任务要求:
将下面这篇关于《四郎探母》的文字中从“过去在汉族正统观念下,谁也未”到“它排出在中国之外,实在荒唐。”这一段重写一遍,并把其中的“辽国”替换为“大辽”。

金仲林、文荣福、文荣寿、常利泉等之《四郎探母》


 过去在汉族正统观念下,谁也未把名为“三国”的魏、蜀、吴当成三个国家看待。京剧《龙凤呈祥》中的刘备过江招亲,娶了东吴太后之女孙尚香,没人认为刘备是“叛国”,也未把这位皇叔打成“叛徒”。可是却把《四郎探母》中娶了北辽太后之女铁镜公主的杨四郎,定为“叛国”罪,打成了“叛徒”。实际上是把北宋初叶的宋、辽、金对峙时期的“辽国”排斥出中国之外。事实上当然并非如此。

 

 辽国(早期称为契丹)是公元九一六年建立的政权,它的界域包括现在的东北和山西、河北的北部,现在的北京,就是当年辽国的南京。这些地方大部分属于多民族杂居地区。从一〇〇四年辽、宋订立“檀渊之盟”起,两个王朝对峙了一百多年,基本上保持了和平状态。辽国虽然是以契丹贵族为主体的民族政权,但说汉话、写汉文,很注意和汉人的团结,曾提出“以汉制使汉人”的措施,如在辽国曾挂印为相的韩延徽就是汉人。这件事有力地证明了辽国是中国内部的一个王朝,过去的历史也正是这样总结的,《辽史》不是在二十四史中还占有一席之地吗?而今天却有人想把它排出在中国之外,实在荒唐。


马连良、程砚秋之《四郎探母》


 因此,对我国古代民族间的战争,也不能用今天国际间的战争去做机械的对比,只能用历史唯物主义的观点去分析它,才能正确理解当时人的一些思想和行动。如杨四郎之父杨继业,追溯其身世,本非宋臣,他原为契丹属国北汉节度使,名叫杨贵重,因得到北汉君主刘继元之宠,赐姓刘,改名刘继业。他是怎样降宋的呢?据《宋史纪事本末》卷十三“契丹和战”中记载:继元降,继业犹据城苦战。帝(宋太宗赵匡义)索闻其勇,欲招致之,令中使谕继元,稗招继业。继元遣亲信往,继业乃北面再拜,大坳,释甲来见。帝慰抚之,复姓杨氏,止名业,拜代州刺史。

 

 此后,他为新主与原先的宗主国对垒,屡建战功。杨继业非但没有受到人们的唾弃,反而成了名垂青史的英雄,为人们所津津乐道。

 

 既然投降宋朝的杨老令公可以在《金沙滩》“反戈一击”,那么被辽国俘虏的杨四郎回营看看老娘,又何必大惊小怪呢?再者说“探母回令”的情节,也并非敷衍成戏,历史上确有依据,如在《通鉴纪事本末》中“契丹入寇”中记载,上面提到的韩延徽就曾“逃奔晋阳”因“思母,欲告归,恐不听,故私归耳”。后来“既省母,遂复入契丹”。


梅兰芳之《四郎探母》

 

 可见《四郎探母》的故事,在当时来说,是有一定典型意义的。

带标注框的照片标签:
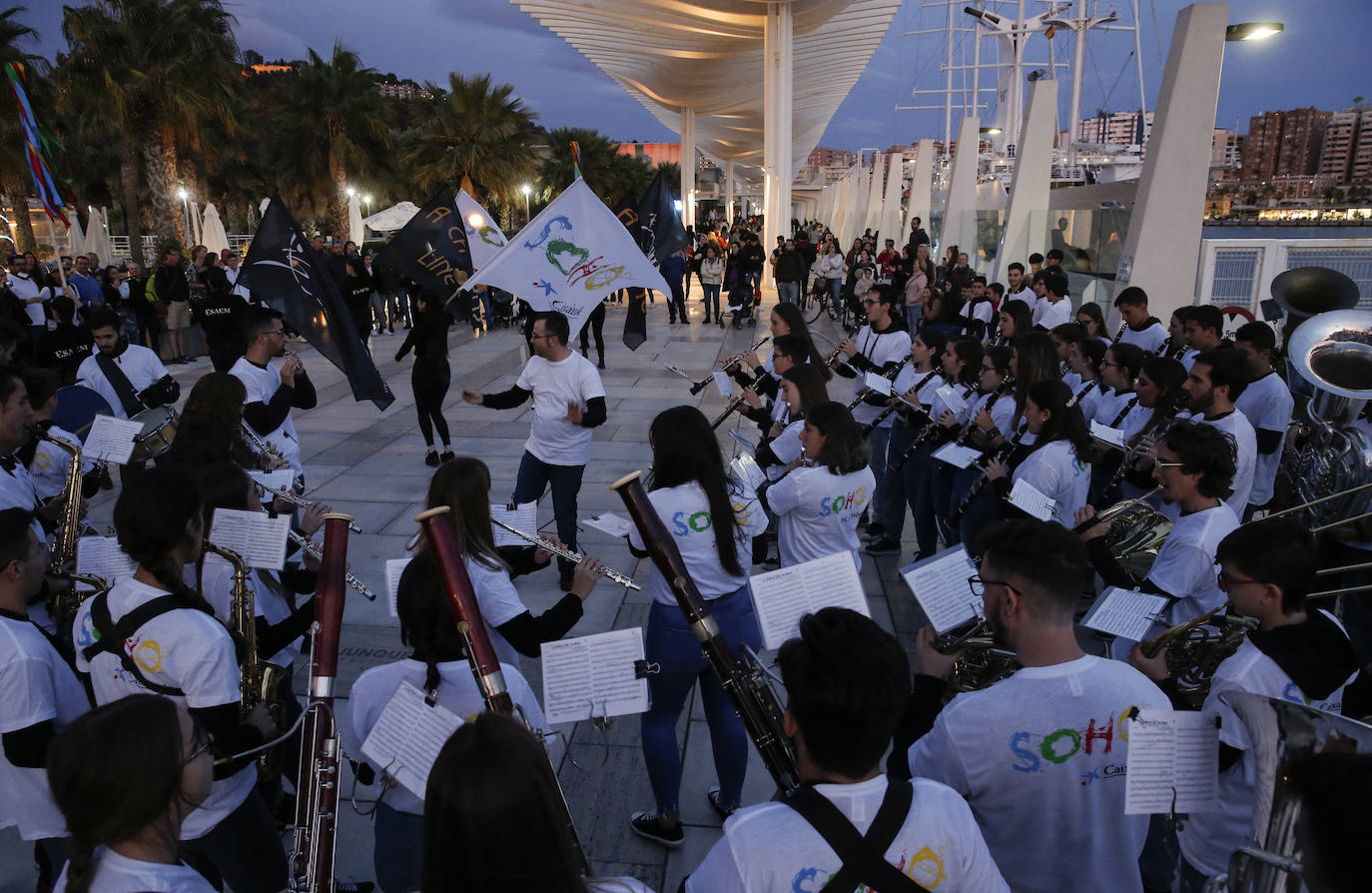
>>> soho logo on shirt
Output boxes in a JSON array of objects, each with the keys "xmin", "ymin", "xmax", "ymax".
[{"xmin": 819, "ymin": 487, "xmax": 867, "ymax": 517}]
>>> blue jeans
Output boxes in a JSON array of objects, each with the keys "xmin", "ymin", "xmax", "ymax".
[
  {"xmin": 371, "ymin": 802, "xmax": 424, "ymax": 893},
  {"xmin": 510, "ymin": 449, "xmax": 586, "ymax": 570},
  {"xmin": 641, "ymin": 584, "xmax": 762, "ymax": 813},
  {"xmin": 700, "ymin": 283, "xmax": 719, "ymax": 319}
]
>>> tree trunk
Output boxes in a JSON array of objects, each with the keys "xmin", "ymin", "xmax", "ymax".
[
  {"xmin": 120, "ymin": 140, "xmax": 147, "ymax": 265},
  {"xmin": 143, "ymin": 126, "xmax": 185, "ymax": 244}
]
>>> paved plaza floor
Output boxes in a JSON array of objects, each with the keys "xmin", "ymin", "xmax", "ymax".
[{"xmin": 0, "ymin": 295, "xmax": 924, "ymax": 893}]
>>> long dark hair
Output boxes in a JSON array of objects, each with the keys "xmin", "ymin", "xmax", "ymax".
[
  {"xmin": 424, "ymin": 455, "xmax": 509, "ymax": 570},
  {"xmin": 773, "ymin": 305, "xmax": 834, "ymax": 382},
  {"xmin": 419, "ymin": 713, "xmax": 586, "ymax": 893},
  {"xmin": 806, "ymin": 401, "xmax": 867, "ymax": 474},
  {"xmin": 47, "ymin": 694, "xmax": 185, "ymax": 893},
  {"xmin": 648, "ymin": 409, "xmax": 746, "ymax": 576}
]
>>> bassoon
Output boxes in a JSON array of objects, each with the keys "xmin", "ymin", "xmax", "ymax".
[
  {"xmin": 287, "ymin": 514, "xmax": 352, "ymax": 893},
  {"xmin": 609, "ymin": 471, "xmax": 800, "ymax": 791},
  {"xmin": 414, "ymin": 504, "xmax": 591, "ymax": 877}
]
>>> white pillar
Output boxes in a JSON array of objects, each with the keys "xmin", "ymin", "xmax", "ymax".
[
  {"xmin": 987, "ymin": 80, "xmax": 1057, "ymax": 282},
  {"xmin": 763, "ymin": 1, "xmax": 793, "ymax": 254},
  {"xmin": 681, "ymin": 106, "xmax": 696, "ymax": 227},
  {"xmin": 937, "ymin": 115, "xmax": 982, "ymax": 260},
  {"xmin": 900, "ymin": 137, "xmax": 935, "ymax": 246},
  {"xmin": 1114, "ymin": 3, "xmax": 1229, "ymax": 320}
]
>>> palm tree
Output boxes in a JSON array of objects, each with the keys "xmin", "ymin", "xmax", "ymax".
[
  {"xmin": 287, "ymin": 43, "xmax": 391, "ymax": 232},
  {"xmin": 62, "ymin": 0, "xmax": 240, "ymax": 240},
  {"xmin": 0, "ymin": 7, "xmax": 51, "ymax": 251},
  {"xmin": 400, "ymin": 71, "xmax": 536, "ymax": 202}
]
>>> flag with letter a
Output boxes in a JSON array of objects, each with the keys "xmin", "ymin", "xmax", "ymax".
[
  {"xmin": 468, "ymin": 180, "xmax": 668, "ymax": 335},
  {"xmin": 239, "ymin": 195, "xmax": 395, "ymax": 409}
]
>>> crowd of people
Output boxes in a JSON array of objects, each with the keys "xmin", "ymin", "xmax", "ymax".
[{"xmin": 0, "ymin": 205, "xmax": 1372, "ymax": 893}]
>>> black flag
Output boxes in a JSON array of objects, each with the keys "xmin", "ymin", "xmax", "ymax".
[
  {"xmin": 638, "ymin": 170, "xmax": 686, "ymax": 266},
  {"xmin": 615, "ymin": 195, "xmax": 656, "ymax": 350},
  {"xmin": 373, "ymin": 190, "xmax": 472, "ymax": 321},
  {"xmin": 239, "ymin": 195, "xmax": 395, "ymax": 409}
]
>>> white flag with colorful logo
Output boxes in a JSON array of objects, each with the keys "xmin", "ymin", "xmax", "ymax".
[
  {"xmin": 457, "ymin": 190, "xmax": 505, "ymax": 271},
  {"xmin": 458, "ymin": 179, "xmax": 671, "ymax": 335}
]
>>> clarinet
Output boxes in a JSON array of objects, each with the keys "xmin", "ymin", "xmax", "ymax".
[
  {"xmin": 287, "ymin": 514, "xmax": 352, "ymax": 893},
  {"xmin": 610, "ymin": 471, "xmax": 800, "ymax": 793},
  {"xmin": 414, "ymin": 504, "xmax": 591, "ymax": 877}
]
--
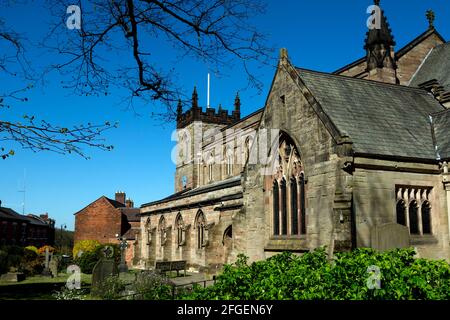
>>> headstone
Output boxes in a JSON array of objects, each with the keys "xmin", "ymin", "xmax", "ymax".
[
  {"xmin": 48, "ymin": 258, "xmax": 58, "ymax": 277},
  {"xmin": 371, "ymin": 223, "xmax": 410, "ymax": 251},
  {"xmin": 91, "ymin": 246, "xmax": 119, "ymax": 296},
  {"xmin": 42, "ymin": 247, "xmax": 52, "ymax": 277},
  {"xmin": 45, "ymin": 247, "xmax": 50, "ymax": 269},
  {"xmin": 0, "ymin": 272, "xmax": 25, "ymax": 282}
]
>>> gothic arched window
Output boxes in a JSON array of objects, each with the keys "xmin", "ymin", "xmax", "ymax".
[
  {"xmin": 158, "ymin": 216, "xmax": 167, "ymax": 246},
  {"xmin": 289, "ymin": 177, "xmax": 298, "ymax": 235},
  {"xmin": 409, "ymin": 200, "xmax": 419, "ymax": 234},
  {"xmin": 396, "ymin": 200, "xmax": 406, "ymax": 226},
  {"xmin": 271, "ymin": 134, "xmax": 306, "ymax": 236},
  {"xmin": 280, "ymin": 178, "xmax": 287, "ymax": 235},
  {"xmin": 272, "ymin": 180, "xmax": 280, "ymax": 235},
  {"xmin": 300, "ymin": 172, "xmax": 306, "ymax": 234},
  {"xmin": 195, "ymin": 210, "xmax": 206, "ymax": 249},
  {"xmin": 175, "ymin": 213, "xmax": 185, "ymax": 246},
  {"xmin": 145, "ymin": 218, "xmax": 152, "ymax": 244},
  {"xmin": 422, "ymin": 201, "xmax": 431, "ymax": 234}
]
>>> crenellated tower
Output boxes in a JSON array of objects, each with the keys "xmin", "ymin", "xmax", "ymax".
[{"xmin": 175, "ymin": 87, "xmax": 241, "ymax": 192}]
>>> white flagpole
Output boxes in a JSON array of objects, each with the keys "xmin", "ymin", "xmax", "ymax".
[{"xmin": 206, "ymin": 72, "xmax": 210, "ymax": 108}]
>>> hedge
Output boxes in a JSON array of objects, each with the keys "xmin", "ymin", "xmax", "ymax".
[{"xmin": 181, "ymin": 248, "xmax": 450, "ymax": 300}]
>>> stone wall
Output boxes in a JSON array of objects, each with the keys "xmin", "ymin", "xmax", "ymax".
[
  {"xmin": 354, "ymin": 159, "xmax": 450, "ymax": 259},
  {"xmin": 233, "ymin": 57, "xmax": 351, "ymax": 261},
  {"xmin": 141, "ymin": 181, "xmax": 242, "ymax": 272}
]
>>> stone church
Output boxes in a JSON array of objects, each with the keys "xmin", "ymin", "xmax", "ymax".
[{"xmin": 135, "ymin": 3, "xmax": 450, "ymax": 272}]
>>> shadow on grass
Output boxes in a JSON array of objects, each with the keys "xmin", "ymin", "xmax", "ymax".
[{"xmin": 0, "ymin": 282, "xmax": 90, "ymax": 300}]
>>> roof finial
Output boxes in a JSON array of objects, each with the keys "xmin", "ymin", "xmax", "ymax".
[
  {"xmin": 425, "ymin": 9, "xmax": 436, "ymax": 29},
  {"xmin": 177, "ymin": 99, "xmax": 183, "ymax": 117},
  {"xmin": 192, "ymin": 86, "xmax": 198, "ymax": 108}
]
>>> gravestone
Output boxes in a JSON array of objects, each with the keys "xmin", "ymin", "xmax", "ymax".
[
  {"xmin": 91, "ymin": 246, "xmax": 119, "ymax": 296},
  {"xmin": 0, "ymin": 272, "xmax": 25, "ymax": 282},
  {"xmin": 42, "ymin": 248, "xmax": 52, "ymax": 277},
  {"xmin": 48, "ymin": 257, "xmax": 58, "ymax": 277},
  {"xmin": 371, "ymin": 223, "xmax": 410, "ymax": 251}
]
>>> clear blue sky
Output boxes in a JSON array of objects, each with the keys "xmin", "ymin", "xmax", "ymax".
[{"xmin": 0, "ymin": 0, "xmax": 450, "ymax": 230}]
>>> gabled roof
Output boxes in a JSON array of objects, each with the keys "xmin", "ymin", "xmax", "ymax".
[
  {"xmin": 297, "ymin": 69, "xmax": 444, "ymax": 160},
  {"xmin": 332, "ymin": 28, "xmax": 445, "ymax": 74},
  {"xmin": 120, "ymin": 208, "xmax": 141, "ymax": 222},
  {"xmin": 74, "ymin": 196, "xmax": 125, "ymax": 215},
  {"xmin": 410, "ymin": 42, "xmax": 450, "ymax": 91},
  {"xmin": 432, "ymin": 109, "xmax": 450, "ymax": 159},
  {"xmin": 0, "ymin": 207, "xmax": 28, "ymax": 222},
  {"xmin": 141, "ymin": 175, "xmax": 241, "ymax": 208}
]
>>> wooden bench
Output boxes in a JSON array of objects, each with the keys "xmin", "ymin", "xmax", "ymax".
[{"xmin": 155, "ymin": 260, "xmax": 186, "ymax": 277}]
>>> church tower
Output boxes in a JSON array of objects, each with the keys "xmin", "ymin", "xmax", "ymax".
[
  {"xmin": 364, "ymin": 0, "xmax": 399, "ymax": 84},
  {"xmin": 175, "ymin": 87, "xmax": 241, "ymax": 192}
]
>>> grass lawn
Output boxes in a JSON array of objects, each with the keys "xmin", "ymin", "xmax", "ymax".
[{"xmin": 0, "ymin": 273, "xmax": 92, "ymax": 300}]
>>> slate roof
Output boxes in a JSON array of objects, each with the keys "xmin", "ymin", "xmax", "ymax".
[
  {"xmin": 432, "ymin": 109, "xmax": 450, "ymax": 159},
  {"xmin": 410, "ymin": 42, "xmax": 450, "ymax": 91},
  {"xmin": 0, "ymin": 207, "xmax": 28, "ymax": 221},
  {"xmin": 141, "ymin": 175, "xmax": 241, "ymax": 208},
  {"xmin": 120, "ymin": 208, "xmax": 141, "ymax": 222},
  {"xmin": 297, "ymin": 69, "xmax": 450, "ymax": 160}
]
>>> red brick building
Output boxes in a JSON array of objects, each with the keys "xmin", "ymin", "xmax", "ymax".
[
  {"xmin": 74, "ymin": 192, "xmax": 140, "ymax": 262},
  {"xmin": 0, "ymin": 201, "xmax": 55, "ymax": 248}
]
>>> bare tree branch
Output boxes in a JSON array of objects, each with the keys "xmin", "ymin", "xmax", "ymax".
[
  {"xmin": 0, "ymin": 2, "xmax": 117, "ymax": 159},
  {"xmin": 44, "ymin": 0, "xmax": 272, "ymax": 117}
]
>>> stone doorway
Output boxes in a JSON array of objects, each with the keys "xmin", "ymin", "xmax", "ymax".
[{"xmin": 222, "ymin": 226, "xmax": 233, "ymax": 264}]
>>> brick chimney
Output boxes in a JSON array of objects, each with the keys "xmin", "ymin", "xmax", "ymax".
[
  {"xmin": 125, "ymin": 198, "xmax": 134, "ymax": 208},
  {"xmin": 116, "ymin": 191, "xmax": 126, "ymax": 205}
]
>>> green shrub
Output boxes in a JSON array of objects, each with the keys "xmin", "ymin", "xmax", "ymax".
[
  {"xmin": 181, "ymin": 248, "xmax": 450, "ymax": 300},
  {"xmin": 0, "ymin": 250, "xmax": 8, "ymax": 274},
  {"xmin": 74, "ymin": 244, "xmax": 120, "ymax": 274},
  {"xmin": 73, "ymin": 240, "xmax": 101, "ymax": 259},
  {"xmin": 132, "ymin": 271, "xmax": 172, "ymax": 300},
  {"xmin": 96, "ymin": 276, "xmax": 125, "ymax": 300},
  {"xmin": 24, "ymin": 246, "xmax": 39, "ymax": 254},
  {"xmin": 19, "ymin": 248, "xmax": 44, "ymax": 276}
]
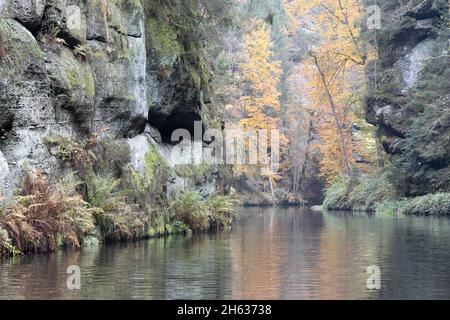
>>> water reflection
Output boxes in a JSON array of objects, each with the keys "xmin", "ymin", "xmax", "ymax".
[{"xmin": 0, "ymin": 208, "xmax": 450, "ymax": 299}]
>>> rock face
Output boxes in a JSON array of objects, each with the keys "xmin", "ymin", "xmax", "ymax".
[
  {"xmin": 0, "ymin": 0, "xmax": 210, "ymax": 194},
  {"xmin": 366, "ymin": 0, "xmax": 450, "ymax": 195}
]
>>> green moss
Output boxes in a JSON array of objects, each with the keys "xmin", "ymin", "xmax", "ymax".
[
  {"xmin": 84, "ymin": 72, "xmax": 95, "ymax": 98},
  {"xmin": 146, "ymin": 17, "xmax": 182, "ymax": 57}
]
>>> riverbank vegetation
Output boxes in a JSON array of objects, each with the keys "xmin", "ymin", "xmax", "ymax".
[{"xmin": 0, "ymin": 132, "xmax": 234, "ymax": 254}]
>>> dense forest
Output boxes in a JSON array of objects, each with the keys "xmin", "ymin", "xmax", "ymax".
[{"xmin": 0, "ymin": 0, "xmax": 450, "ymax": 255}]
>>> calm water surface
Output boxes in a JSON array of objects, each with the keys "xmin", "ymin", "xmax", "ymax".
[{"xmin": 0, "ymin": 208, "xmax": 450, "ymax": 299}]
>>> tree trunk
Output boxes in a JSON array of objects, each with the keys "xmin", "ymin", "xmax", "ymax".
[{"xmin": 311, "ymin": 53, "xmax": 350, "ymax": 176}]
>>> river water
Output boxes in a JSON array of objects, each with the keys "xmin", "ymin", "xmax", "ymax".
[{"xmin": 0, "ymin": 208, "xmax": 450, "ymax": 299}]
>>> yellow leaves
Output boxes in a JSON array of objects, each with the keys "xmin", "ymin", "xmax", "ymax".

任务解答:
过去在汉族正统观念下,谁也未把名为“三国”的魏、蜀、吴当成三个国家看待。京剧《龙凤呈祥》中的刘备过江招亲,娶了东吴太后之女孙尚香,没人认为刘备是“叛国”,也未把这位皇叔打成“叛徒”。可是却把《四郎探母》中娶了北辽太后之女铁镜公主的杨四郎,定为“叛国”罪,打成了“叛徒”。实际上是把北宋初叶的宋、辽、金对峙时期的“大辽”排斥出中国之外。事实上当然并非如此。

 

 大辽(早期称为契丹)是公元九一六年建立的政权,它的界域包括现在的东北和山西、河北的北部,现在的北京,就是当年大辽的南京。这些地方大部分属于多民族杂居地区。从一〇〇四年辽、宋订立“檀渊之盟”起,两个王朝对峙了一百多年,基本上保持了和平状态。大辽虽然是以契丹贵族为主体的民族政权,但说汉话、写汉文,很注意和汉人的团结,曾提出“以汉制使汉人”的措施,如在大辽曾挂印为相的韩延徽就是汉人。这件事有力地证明了大辽是中国内部的一个王朝,过去的历史也正是这样总结的,《辽史》不是在二十四史中还占有一席之地吗?而今天却有人想把它排出在中国之外,实在荒唐。